Return verbatim the run of lines that opens with the line holding "Where can the tree trunk" and closes with the last line of the records.

---------- Data for this exercise

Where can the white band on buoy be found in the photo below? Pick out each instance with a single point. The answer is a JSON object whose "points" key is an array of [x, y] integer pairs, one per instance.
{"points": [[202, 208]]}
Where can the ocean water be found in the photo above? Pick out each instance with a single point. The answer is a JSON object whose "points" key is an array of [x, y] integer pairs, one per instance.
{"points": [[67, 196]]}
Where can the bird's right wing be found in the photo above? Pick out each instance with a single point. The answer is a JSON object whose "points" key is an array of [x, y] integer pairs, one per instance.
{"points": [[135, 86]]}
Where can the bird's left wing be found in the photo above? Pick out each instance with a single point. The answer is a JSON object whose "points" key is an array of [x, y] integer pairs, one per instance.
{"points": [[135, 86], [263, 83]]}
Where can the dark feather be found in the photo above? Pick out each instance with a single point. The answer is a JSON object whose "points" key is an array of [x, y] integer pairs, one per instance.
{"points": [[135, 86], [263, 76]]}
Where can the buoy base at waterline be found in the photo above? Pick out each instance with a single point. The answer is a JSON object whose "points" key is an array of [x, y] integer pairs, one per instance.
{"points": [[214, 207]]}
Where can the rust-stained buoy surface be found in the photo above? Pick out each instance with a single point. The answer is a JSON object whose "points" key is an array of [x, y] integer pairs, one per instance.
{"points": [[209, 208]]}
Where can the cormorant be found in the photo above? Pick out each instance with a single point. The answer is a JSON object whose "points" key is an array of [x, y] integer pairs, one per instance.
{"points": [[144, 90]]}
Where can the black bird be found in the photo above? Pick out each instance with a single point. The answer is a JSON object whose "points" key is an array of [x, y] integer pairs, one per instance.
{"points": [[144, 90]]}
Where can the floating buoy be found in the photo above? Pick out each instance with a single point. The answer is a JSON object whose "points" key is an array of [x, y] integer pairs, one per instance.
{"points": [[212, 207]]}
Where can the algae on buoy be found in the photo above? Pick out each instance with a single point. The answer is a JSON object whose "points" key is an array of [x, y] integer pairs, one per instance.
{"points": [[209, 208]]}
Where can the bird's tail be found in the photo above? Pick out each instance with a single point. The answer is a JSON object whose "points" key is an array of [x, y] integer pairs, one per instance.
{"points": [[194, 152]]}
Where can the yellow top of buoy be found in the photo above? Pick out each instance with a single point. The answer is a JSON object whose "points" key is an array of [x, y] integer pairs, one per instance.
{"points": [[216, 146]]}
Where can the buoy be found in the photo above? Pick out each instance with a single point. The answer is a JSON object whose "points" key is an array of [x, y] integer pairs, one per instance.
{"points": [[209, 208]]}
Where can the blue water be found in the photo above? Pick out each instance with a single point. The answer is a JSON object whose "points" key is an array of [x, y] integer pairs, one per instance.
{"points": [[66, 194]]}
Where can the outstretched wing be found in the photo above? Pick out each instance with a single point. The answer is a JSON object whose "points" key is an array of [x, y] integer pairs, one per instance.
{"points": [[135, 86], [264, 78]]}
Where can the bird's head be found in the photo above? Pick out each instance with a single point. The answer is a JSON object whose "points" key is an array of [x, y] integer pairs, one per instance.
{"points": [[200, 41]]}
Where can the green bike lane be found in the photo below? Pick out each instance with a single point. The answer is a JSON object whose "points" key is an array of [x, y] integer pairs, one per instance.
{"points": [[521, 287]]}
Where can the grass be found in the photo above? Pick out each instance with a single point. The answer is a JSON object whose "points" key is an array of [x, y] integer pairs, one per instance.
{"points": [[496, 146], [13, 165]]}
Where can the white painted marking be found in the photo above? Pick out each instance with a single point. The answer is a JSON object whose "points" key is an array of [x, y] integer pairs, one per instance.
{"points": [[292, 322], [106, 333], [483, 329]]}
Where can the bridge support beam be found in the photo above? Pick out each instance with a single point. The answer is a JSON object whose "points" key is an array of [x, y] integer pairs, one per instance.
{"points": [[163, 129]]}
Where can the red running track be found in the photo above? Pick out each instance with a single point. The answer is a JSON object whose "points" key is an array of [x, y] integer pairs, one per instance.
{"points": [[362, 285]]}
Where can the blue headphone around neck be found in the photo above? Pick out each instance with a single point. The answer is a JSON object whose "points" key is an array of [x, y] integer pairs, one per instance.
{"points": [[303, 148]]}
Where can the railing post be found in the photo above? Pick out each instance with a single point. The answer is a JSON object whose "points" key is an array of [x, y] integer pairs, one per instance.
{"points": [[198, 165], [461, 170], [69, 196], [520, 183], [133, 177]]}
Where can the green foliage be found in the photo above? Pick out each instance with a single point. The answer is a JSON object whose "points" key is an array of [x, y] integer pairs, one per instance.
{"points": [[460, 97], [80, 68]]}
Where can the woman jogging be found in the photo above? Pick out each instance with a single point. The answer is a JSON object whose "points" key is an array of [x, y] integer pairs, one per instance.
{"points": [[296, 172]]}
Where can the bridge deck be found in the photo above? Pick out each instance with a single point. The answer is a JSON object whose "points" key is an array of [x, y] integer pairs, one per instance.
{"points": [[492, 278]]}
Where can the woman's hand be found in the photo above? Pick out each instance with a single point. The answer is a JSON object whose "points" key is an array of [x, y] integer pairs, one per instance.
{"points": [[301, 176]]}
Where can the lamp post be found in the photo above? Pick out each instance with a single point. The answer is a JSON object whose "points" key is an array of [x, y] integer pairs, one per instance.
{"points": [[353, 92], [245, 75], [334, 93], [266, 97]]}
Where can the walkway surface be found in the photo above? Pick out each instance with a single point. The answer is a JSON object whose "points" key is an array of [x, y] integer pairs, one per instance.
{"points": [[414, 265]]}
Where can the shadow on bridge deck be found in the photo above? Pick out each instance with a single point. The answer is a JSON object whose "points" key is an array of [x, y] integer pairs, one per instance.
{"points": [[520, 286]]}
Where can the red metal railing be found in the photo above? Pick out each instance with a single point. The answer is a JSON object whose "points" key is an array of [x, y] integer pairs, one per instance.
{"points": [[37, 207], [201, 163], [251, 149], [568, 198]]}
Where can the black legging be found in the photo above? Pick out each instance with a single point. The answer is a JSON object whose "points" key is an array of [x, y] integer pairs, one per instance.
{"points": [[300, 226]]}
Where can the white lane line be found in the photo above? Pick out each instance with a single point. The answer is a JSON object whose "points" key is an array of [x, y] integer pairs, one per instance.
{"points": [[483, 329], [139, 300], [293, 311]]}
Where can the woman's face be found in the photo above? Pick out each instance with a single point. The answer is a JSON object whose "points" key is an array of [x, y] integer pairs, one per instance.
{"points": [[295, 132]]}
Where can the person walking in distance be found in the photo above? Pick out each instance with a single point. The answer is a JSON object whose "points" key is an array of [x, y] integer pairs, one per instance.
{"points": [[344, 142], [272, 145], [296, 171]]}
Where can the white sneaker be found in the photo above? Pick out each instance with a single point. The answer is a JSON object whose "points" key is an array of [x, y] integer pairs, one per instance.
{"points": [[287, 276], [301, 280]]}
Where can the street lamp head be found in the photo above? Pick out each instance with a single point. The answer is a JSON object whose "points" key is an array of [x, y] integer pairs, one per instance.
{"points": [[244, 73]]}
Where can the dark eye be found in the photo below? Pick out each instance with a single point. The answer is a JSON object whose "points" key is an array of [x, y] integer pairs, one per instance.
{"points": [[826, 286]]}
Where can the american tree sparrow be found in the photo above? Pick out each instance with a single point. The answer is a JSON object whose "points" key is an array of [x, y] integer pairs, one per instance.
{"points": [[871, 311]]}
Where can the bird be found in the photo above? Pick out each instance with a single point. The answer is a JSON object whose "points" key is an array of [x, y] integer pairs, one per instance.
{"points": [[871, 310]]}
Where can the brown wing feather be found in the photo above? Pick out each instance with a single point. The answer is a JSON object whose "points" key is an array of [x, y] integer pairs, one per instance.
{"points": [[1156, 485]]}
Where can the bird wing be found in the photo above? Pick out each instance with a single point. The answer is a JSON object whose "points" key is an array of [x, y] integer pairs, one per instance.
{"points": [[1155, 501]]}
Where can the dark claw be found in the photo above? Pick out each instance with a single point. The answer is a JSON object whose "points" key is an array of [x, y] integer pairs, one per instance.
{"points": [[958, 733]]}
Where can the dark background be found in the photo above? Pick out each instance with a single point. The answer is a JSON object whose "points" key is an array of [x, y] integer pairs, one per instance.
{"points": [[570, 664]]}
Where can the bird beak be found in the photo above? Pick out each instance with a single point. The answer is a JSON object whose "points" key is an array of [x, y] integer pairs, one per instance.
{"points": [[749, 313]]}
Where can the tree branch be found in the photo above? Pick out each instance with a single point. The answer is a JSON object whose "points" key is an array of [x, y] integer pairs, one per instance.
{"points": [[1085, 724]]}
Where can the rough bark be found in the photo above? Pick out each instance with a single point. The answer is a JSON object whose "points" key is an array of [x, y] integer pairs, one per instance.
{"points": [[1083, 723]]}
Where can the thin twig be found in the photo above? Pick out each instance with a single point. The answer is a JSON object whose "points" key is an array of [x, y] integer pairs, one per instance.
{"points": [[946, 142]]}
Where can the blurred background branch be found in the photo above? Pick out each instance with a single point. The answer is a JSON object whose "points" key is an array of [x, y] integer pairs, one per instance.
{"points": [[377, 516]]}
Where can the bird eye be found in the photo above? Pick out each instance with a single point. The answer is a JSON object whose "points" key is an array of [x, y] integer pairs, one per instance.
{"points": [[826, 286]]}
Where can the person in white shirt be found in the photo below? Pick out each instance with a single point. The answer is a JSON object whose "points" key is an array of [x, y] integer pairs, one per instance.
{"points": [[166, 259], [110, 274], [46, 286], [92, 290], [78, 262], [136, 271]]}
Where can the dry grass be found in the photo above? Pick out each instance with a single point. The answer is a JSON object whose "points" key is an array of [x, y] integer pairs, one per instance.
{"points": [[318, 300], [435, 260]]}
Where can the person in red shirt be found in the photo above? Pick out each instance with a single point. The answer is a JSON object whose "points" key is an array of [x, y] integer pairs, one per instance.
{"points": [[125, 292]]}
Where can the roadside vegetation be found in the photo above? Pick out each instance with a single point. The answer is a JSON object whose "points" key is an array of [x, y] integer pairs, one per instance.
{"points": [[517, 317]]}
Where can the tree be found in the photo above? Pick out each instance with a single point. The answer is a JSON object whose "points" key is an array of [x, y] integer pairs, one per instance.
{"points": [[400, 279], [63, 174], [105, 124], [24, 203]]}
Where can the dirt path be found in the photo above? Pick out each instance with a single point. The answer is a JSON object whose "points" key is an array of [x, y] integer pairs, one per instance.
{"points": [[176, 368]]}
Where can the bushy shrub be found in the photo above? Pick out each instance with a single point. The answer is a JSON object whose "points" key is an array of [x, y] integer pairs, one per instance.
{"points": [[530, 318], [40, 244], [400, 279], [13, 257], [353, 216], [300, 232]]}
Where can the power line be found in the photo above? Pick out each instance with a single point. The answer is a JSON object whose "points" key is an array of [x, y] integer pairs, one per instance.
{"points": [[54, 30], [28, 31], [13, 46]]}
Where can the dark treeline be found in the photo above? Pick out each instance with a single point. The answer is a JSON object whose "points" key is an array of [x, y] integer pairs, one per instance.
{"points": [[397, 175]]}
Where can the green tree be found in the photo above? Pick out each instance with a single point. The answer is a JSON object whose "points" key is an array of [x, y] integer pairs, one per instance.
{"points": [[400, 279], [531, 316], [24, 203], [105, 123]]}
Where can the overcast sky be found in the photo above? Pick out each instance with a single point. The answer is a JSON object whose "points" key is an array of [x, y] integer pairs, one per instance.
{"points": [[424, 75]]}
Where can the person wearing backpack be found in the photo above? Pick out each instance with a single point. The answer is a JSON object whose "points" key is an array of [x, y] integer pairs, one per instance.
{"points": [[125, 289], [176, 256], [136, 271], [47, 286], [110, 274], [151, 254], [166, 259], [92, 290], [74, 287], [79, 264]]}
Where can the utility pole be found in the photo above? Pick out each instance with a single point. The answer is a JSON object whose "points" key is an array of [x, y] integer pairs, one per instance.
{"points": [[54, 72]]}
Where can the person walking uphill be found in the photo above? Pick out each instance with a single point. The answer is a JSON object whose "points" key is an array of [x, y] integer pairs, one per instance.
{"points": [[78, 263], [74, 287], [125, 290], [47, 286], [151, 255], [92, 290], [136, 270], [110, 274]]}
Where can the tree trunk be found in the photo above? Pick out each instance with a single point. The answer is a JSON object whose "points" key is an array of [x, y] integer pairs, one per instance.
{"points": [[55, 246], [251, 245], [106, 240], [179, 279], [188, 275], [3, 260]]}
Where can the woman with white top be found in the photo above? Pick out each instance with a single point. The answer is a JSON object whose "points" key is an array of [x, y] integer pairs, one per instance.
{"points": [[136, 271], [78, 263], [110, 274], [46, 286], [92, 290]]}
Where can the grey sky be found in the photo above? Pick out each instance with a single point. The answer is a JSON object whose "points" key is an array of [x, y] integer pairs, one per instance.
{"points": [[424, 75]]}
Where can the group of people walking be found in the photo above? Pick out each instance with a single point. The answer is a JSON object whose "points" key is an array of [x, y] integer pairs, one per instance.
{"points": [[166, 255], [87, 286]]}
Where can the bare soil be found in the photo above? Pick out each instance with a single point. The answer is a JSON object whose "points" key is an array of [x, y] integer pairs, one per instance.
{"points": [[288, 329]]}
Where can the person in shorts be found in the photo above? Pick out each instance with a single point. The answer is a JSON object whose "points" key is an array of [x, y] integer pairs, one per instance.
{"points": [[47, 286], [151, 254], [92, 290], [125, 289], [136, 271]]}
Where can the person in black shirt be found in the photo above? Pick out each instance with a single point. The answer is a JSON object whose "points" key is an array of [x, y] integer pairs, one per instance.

--------------------

• **Solution**
Where can the tree trunk be found in the photo above? Pick out each instance with a single point. The answer is a JSON object whose "points" key is an array of [x, y] integer pairs, one per instance.
{"points": [[55, 246], [251, 245], [106, 240], [179, 279], [188, 275], [3, 260]]}
Where can the woman with white top be found in the photo above? Pick out each instance with a single point. The answer is a JSON object whose "points" key is an array of [x, y] integer pairs, one per instance.
{"points": [[136, 271], [78, 263], [110, 274], [46, 286], [92, 290]]}
Where can the grey sky be found in the photo above? Pick out each instance with a single point. The answer is a JSON object whose "points" key is an array of [x, y] integer pairs, one per instance.
{"points": [[424, 75]]}
Where can the group of people walking be found in the photo above? Pick out each instance with a single point. The answer is a JSON object whose "points" key is an array of [x, y] integer pairs, one per instance.
{"points": [[166, 255], [87, 286]]}
Where can the bare soil be found in the photo above? Pick out each instance with a single point. The answer is a JSON object whose "points" key is an array of [x, y] integer pairs, one per instance.
{"points": [[288, 329]]}
Where can the person in shorts be found in the photo above? Pick out each instance with a single point. The answer is a JSON object whose "points" key is an array of [x, y] integer pairs, one per instance.
{"points": [[47, 286], [151, 254], [92, 290], [125, 289], [136, 271]]}
Where can the person in black shirt be found in the photo above? Pick out each instance with a single point. The answer is a JSON object whose "points" key is an array of [x, y] integer pairs, one per instance.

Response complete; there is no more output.